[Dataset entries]

──────────

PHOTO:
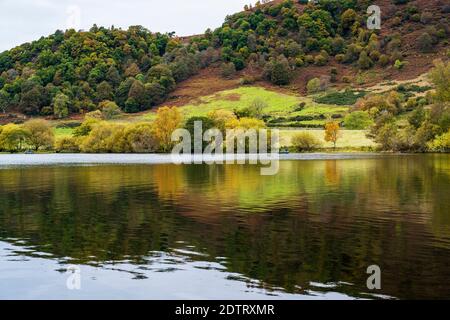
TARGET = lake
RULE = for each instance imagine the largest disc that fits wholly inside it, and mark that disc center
(139, 228)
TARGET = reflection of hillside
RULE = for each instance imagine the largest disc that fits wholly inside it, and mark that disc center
(315, 220)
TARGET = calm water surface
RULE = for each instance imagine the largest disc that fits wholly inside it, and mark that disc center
(161, 231)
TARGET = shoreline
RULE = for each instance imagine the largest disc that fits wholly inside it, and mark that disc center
(8, 160)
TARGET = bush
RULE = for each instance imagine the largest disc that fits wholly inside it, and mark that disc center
(41, 134)
(109, 109)
(364, 61)
(305, 141)
(228, 70)
(313, 85)
(358, 120)
(67, 145)
(440, 143)
(13, 137)
(278, 71)
(320, 60)
(137, 138)
(347, 97)
(426, 17)
(384, 60)
(399, 64)
(101, 139)
(425, 42)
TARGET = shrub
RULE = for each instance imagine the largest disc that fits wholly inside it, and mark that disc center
(384, 60)
(399, 64)
(221, 117)
(340, 57)
(313, 85)
(358, 120)
(13, 137)
(109, 109)
(320, 60)
(41, 134)
(101, 138)
(278, 71)
(364, 61)
(137, 138)
(440, 143)
(426, 17)
(46, 111)
(305, 141)
(347, 97)
(228, 70)
(425, 42)
(67, 144)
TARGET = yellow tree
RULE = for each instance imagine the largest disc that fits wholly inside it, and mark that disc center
(41, 134)
(166, 122)
(332, 131)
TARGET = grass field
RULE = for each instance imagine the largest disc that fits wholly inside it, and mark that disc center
(63, 132)
(282, 109)
(348, 138)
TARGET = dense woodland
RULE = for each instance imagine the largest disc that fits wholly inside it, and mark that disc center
(105, 71)
(73, 72)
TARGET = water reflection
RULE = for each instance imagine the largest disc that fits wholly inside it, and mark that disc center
(313, 229)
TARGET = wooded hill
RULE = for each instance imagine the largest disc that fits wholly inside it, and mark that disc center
(281, 42)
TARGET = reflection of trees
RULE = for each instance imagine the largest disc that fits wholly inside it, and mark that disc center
(315, 221)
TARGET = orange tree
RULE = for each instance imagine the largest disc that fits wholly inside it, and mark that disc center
(167, 120)
(332, 131)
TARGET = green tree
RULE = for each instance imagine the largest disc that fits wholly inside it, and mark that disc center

──────────

### HOW TO COMPLETE THIS TASK
If a picture appears among the records, leave it out, and otherwise reproduce exactly every line from the first line through the one with "TARGET = calm water surface", both included.

### REPLY TO THE TASK
PHOTO:
TARGET = lake
RULE = for each instance imagine the largest disc that fits wholly inside it, and mark that disc center
(139, 228)
TARGET = reflection of hillside
RULE = for each instance imagine the largest disc that fits wholly inside it, and mark that disc center
(315, 220)
TARGET = calm water surface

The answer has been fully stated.